Return every entry exactly as written.

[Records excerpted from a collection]
BEGIN

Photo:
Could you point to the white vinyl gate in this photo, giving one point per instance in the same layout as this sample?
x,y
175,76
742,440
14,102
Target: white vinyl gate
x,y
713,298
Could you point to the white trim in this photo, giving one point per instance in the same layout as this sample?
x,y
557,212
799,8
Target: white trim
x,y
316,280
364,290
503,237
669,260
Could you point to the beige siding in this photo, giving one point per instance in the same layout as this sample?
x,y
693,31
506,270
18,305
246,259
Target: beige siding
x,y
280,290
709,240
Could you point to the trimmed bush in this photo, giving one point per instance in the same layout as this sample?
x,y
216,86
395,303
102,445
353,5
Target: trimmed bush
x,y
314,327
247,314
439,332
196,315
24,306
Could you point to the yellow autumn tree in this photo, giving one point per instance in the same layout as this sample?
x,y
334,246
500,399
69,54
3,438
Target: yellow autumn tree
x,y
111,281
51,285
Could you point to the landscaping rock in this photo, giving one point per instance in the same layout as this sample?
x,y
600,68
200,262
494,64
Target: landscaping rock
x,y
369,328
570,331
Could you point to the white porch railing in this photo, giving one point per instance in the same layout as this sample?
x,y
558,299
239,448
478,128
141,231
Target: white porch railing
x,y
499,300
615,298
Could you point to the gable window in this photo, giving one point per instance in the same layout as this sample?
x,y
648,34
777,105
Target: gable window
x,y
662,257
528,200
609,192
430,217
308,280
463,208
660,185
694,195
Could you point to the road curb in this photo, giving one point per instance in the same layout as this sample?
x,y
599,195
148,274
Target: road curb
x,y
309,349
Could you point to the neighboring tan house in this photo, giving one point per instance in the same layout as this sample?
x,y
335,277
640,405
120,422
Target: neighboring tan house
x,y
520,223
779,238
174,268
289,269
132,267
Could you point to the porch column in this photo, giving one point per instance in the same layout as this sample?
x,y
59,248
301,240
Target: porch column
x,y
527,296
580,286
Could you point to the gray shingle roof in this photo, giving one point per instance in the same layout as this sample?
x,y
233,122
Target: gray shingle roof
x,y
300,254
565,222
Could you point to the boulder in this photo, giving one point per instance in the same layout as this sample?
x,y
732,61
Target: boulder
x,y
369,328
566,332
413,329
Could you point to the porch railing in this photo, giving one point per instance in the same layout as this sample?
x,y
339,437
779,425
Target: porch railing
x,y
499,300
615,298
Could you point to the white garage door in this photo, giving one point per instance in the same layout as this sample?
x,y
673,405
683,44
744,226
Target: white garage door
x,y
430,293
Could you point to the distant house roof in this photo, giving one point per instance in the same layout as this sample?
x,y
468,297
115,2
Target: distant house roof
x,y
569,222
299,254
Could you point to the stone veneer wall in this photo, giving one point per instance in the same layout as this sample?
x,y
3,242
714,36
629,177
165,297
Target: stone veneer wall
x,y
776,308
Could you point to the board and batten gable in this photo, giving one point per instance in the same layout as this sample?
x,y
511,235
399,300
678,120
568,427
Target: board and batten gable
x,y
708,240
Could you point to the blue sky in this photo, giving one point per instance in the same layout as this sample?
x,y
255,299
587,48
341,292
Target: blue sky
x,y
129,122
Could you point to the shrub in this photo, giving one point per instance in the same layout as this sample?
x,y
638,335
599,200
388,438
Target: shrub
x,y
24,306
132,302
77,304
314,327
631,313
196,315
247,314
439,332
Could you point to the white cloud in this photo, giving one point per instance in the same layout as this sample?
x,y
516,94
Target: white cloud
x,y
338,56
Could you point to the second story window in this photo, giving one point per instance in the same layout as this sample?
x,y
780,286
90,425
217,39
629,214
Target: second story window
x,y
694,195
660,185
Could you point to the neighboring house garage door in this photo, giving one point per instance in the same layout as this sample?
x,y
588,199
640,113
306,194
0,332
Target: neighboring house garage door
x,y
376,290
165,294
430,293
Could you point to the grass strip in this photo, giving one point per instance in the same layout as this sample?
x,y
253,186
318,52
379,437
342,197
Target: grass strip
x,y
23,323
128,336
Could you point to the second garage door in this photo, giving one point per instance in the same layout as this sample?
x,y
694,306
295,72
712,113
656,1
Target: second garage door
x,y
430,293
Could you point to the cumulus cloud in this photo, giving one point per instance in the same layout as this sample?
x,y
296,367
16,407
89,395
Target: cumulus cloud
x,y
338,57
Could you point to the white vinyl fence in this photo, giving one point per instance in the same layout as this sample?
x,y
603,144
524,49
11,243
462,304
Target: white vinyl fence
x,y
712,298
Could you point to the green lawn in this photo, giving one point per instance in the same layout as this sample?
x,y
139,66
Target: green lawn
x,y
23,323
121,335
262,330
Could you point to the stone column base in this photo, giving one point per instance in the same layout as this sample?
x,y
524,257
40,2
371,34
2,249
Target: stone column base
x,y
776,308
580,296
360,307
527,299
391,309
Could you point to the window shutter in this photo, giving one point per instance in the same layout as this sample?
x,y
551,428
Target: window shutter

END

▶ **Your solution**
Photo:
Could you point to the white vinyl gate in this photo, giving one point per instance in the same layout as this sample?
x,y
175,76
742,440
14,102
Target: white vinyl gate
x,y
713,298
Could you point to the white trim in this photo, giving one point per instance in the same layout as this sample?
x,y
557,212
799,8
Target: white trim
x,y
316,280
364,290
503,237
669,260
Could you point to the beige siding in this photo, giving one point per instance in the same layout as this sample?
x,y
693,31
506,270
18,305
246,259
Target: beige siding
x,y
280,290
709,240
Could you point to the trimmed bush in this photo, giving one point per instance in the same layout as this sample?
x,y
216,86
395,303
102,445
353,5
Target: trimmed bush
x,y
314,327
247,314
439,332
196,315
24,306
Could you point to the yellow autumn tree in this photo, giving one point per instance in the same layout as this sample?
x,y
334,246
500,399
69,54
3,438
Target: yellow autumn tree
x,y
111,281
51,285
Could you point to the landscaping rock in this photo, giving one point per instance in the same layout as this sample?
x,y
600,68
200,262
494,64
Target: landscaping rock
x,y
369,328
570,331
Could you point to the white porch railing in this photo, giving one point per instance in the same layout as this sample?
x,y
558,299
239,448
478,128
141,231
Target: white porch railing
x,y
499,300
615,298
Could you point to the gable window in this photo, giving one point per instance in the same layout as this sample?
x,y
648,34
777,105
Target: gable window
x,y
662,257
528,200
609,192
430,217
308,280
463,208
660,185
694,195
Could you point to the road curb in this photo, giving one point per instance in the same layout as this sample?
x,y
599,195
148,274
Target: road curb
x,y
309,349
Could you point to the neighboring tan house in this photo, giving one point per instance in the same layout as this sample?
x,y
335,277
640,405
120,422
Target: neighboring tan house
x,y
520,223
779,238
174,268
289,269
132,267
Could you point to the porch column in this photo, giving one point per instance in the same layout as this sample?
x,y
59,248
301,240
Target: porch column
x,y
527,296
580,286
Could you point to the gray shingle roof in this photo, giving one point per instance in the same layout as this sample?
x,y
233,122
Target: gray shingle roof
x,y
300,254
565,222
Could you point to the boulder in this photo, giving one point per instance in the same layout as this sample?
x,y
732,61
Target: boulder
x,y
369,328
566,332
413,329
Could you point to the porch railing in this photo, giving one point per instance in the same layout as this sample?
x,y
339,437
779,425
Target: porch railing
x,y
499,300
615,298
Could you point to the white garage door in this photo, giving one point per instance in the same layout as this sample?
x,y
673,405
683,44
744,226
Target: white garage door
x,y
430,293
Could you point to the distant house roof in this photo, giving one point per instance in the same layout as this sample?
x,y
468,297
115,2
Target: distant house roof
x,y
569,222
299,254
Could you point to the stone veneer wall in this photo, giving one point per instance in the same layout as this sample?
x,y
3,242
714,36
629,177
165,297
Target: stone veneer wall
x,y
776,308
Could you point to the board and batten gable in this photo, giving one point per instance in the same layout as this sample?
x,y
511,235
399,300
678,120
568,427
Target: board and batten gable
x,y
708,240
Could you point to the blue sky in this photo, giving one point per instance in the same layout as this sample?
x,y
255,299
587,48
341,292
Target: blue sky
x,y
129,122
Could you point to the shrub in this photo, giving one point per instance in the same layout as this sample?
x,y
638,335
599,200
388,438
Target: shrub
x,y
24,306
132,302
77,304
314,327
631,313
196,315
247,314
439,332
Could you point to the white cloud in this photo, giving one point per instance in the same layout as this sample?
x,y
516,94
Target: white cloud
x,y
338,56
Could you point to the second story window in this photo, giving one point per instance in the same layout as this sample?
x,y
780,286
90,425
217,39
629,214
Target: second story window
x,y
694,195
660,185
Could you point to the neighboring house garage door in this photo, giving one point per instance in the same layout as this sample?
x,y
588,199
640,113
306,194
0,332
Target: neighboring house garage door
x,y
376,290
165,294
430,293
Could you point to the grass strip in this photo, giving one point per instance in the same layout as this sample?
x,y
253,186
318,52
379,437
342,197
Target: grass strip
x,y
23,323
128,336
Could you point to the second garage door in this photo, giving one point per instance in the same layout as this sample?
x,y
694,306
295,72
712,113
656,1
Target: second garage door
x,y
430,293
Could you point to the cumulus cloud in this photo, giving one point per instance in the same layout as this sample?
x,y
296,367
16,407
89,395
Target: cumulus cloud
x,y
338,57
Could you point to the white vinyl fence in this photo, giving one point per instance in the same layout as this sample?
x,y
603,144
524,49
11,243
462,304
Target: white vinyl fence
x,y
712,298
Could you point to the green lawn in this photo, giving one point per instance in the same layout as this sample?
x,y
139,66
Target: green lawn
x,y
23,323
121,335
262,330
Could you point to the stone column base in this photo, giving one point per instance in the same layout as this sample?
x,y
524,257
40,2
371,34
2,249
Target: stone column base
x,y
776,308
580,296
360,307
527,299
391,309
Could you point to the window shutter in this photo, giving one point per instance in the same layout as this sample?
x,y
551,428
Target: window shutter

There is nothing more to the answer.